Retype, without alteration, each line from the line containing "Objective: one point per instance of the stage" to the final line of the records.

Raw records
========================

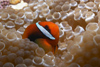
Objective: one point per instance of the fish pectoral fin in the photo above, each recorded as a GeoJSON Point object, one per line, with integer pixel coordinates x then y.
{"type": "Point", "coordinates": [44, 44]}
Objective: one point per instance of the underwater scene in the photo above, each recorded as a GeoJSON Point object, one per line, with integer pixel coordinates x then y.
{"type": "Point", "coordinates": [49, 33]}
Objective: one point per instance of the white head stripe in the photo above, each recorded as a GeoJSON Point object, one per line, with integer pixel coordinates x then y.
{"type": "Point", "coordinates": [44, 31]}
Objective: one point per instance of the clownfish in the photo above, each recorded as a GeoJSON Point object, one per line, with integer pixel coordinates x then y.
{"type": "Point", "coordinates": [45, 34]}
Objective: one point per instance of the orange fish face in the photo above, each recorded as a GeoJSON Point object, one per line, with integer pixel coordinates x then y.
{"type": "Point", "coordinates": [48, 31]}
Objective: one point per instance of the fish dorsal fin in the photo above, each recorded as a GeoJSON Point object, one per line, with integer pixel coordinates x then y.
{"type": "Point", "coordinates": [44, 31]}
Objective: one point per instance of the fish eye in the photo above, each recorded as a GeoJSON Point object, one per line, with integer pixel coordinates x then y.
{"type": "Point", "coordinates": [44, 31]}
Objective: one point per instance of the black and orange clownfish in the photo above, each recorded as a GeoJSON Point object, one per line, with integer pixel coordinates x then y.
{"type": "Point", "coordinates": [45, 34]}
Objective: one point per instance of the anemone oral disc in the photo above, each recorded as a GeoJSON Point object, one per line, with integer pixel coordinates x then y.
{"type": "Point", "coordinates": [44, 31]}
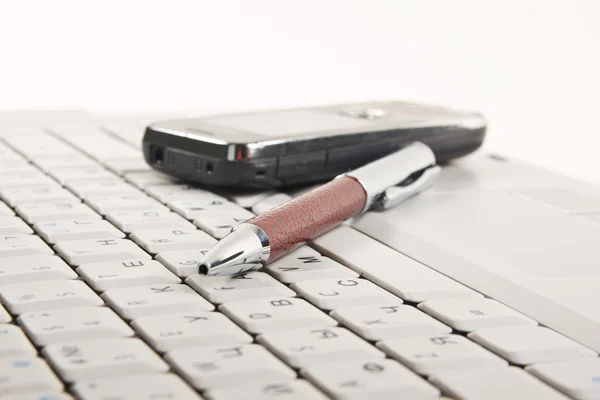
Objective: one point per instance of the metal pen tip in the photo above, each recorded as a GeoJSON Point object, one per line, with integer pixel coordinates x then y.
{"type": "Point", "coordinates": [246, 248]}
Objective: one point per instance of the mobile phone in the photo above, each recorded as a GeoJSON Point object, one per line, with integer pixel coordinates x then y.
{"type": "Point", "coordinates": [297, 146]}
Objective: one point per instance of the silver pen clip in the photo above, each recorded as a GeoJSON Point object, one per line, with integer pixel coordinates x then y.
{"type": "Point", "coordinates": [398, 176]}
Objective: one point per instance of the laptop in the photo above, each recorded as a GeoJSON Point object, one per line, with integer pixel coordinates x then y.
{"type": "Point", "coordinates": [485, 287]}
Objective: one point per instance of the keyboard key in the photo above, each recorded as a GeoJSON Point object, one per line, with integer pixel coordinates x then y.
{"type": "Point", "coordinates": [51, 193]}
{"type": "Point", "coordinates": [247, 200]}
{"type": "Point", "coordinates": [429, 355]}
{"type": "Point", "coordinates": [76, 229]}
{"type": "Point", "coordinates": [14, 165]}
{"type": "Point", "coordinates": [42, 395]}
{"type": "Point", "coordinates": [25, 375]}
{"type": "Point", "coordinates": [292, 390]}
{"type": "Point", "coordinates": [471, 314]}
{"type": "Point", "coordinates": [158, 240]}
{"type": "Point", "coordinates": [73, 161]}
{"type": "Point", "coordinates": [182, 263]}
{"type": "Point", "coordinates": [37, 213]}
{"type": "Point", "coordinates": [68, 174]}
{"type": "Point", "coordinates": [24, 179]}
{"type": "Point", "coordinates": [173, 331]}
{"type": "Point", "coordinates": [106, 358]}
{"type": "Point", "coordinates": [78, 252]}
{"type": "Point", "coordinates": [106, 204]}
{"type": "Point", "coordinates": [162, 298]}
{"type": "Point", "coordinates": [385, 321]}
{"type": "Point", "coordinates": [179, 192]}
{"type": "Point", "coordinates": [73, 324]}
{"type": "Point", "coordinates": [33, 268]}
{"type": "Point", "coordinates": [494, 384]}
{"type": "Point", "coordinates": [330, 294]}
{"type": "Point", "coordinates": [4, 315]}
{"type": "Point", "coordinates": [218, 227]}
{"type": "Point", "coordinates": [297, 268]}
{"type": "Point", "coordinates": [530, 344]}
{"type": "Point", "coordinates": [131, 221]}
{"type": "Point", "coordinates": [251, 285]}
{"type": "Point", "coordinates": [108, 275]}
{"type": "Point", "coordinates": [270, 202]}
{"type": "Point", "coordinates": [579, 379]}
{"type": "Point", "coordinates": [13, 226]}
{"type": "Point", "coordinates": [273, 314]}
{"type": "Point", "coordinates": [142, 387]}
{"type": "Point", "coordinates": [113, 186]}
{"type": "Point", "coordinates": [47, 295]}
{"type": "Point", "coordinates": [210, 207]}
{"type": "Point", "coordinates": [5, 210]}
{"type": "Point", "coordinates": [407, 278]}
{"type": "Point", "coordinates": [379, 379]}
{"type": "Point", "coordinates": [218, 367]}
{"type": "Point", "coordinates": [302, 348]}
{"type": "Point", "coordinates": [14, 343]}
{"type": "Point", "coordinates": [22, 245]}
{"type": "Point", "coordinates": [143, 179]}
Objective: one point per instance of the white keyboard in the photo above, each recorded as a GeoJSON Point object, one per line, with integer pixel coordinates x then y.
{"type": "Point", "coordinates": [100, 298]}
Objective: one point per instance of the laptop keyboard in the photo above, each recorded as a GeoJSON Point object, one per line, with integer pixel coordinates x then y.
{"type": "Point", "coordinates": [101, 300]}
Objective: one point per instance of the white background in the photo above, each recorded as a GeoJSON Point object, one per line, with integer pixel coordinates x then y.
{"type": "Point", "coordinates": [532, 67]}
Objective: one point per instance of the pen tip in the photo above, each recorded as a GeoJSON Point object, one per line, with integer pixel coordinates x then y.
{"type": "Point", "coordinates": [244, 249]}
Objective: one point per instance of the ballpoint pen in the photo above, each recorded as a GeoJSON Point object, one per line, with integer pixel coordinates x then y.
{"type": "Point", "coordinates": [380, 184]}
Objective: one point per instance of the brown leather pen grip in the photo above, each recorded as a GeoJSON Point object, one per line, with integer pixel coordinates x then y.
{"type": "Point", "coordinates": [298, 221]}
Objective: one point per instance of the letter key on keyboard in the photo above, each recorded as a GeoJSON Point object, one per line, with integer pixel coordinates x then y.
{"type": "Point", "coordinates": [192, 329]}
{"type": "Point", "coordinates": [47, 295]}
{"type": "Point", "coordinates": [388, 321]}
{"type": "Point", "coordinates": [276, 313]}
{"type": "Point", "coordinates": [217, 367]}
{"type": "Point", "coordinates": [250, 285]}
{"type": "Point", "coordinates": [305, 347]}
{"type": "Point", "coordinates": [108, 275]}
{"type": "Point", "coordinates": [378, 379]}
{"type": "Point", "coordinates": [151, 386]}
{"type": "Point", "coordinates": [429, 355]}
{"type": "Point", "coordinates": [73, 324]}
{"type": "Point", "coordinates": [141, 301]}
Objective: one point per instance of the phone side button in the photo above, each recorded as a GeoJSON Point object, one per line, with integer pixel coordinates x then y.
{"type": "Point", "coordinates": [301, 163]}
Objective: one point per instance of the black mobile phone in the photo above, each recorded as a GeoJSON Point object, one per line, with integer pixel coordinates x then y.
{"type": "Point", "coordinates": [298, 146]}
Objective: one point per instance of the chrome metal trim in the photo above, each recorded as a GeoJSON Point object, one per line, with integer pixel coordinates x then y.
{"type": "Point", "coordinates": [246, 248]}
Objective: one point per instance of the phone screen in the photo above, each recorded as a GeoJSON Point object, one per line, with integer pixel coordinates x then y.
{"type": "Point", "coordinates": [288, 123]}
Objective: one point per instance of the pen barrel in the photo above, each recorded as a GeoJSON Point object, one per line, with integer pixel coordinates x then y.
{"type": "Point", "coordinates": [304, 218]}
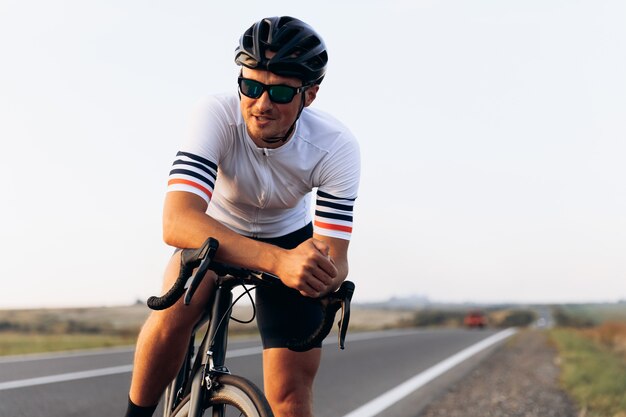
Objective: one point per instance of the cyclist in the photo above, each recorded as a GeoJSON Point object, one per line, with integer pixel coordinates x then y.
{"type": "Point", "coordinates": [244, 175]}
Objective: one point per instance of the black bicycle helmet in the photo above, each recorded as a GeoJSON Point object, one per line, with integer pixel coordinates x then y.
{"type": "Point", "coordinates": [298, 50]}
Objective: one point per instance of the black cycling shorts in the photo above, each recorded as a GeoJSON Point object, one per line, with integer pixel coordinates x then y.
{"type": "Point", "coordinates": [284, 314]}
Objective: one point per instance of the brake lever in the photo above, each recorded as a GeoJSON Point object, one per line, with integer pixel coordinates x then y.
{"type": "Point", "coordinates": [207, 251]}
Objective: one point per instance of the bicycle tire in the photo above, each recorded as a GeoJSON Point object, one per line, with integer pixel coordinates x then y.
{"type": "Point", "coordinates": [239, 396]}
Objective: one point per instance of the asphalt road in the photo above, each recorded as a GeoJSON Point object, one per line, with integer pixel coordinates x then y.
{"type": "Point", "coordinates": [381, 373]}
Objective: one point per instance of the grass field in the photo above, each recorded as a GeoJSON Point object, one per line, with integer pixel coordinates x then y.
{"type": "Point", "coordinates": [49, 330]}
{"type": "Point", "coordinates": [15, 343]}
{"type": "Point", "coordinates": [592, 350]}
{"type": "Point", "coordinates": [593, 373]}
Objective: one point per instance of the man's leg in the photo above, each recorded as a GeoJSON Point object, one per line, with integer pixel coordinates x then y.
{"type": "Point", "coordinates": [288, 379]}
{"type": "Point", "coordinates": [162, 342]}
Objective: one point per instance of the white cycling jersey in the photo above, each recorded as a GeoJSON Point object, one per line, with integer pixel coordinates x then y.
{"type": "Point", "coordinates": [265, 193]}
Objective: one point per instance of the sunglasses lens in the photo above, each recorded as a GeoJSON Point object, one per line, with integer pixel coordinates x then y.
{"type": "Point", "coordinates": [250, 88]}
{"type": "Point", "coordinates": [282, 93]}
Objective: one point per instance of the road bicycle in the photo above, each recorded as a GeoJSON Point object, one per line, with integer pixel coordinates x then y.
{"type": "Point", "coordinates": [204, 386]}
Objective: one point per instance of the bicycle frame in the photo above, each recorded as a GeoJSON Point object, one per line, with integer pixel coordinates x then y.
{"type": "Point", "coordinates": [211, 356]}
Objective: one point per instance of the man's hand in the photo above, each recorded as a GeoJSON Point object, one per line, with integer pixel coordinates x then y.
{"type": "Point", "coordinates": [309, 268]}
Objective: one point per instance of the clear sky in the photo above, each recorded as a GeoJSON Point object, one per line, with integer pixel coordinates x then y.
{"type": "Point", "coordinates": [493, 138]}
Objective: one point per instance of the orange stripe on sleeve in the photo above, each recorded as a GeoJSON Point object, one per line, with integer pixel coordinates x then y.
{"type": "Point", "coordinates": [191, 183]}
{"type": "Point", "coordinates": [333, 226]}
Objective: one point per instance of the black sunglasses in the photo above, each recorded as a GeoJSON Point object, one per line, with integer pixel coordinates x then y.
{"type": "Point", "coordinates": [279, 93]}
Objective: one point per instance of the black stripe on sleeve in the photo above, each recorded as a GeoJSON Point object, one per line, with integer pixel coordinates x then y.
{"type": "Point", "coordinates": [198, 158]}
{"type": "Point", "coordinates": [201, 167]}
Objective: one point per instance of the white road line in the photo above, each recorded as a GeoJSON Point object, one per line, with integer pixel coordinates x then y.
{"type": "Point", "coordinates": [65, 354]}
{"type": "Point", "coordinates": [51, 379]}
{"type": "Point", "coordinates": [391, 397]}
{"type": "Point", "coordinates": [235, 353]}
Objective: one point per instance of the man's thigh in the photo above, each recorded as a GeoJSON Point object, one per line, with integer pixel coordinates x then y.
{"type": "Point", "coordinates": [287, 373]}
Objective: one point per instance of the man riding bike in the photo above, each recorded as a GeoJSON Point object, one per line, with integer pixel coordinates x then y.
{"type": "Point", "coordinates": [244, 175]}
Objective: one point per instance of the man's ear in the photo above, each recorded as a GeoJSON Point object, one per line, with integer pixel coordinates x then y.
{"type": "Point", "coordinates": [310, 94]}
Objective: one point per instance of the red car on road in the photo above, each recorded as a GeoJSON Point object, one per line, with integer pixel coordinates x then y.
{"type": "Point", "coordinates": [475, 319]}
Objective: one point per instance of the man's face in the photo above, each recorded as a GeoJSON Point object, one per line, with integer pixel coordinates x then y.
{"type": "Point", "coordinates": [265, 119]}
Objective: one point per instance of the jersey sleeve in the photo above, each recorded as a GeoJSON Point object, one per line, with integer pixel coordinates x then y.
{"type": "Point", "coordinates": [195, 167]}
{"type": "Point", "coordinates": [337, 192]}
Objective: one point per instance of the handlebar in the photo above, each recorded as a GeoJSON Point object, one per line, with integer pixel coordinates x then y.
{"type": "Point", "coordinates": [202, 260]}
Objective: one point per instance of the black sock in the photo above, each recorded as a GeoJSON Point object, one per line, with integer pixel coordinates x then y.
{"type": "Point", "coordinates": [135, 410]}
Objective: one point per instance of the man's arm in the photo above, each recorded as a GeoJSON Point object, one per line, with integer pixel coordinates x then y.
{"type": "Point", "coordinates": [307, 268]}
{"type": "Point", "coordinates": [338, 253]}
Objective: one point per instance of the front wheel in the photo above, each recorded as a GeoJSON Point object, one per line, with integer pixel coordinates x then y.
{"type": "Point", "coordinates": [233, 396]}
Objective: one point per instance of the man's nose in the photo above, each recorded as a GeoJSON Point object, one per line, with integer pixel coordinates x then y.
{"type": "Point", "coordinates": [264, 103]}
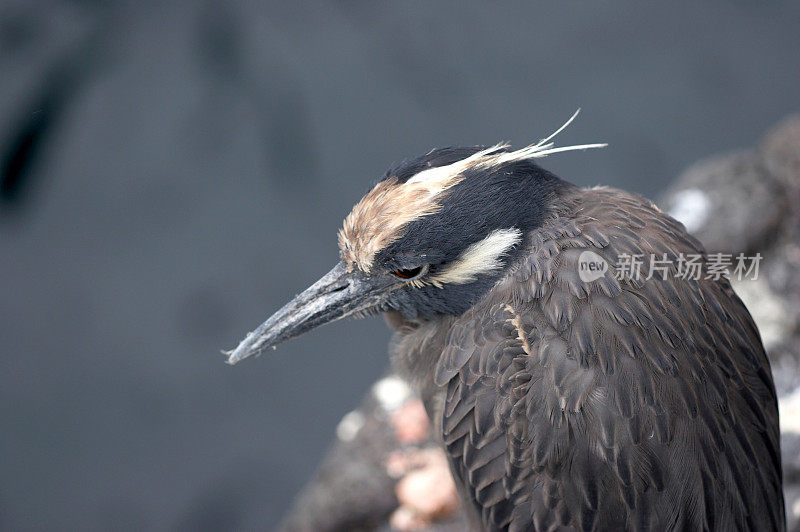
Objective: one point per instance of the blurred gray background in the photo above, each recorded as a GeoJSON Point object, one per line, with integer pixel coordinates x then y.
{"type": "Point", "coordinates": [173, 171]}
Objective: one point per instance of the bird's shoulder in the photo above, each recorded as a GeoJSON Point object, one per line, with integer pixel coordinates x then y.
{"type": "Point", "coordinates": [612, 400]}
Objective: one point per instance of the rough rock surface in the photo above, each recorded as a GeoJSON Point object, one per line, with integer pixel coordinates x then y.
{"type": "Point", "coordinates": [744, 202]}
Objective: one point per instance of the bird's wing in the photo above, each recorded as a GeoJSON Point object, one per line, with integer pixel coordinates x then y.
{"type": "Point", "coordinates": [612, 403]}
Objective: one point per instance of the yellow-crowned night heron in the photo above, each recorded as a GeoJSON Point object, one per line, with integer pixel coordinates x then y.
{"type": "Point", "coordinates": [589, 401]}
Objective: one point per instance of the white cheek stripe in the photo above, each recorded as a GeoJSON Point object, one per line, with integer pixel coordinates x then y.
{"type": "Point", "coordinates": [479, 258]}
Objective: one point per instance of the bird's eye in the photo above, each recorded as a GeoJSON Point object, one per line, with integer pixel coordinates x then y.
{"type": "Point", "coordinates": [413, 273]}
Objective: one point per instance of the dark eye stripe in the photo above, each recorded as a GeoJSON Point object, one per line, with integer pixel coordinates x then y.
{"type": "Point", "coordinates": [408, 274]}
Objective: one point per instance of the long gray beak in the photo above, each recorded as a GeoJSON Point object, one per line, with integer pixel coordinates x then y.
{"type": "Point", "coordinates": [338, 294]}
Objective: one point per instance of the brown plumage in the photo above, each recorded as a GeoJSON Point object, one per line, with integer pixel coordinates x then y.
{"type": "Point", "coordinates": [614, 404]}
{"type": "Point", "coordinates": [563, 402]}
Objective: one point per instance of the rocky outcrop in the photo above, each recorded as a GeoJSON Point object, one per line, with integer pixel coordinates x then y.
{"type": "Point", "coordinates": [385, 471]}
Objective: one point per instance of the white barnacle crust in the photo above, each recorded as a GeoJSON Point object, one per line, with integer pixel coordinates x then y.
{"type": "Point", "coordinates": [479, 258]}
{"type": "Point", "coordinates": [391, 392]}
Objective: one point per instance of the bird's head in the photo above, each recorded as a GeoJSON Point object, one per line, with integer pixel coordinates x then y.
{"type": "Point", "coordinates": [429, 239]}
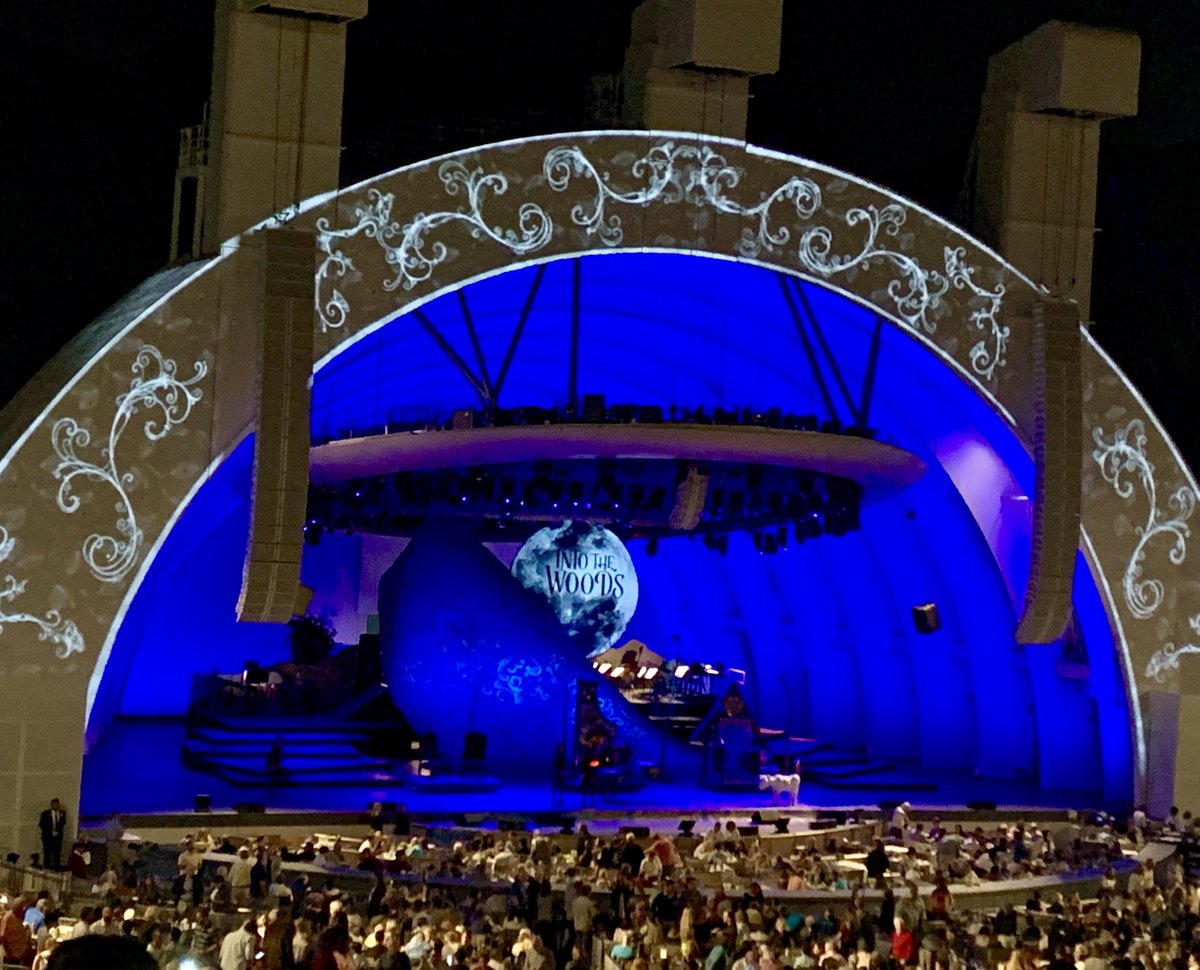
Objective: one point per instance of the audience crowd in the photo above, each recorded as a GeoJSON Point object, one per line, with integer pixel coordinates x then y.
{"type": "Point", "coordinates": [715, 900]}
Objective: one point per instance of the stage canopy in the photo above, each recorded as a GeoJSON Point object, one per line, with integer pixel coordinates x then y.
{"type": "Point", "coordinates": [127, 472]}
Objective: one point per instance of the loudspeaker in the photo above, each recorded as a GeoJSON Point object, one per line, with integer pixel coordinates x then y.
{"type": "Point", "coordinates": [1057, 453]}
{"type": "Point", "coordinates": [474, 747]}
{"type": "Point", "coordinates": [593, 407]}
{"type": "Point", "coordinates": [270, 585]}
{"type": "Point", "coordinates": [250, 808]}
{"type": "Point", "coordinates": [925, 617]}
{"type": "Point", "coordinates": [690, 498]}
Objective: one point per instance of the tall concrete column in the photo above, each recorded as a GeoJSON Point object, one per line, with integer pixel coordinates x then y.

========================

(Task output):
Objective: one point per instance of the stage canopy in the photo above, each recorded as a GeoJSON Point object, one per line, with integer pixel coordinates x then y.
{"type": "Point", "coordinates": [127, 472]}
Objective: one point per instance of the loudspeaker in the photo above, each recorded as a GeoJSON Point object, one per line, with integer pixel coordinates x then y.
{"type": "Point", "coordinates": [1057, 453]}
{"type": "Point", "coordinates": [474, 747]}
{"type": "Point", "coordinates": [593, 407]}
{"type": "Point", "coordinates": [270, 585]}
{"type": "Point", "coordinates": [250, 808]}
{"type": "Point", "coordinates": [925, 617]}
{"type": "Point", "coordinates": [690, 498]}
Objective: one point per instance of the tall concrete column in the photo above, each recorded as a GeoJSON Point object, one per line, with integer pixel coordinates x then y.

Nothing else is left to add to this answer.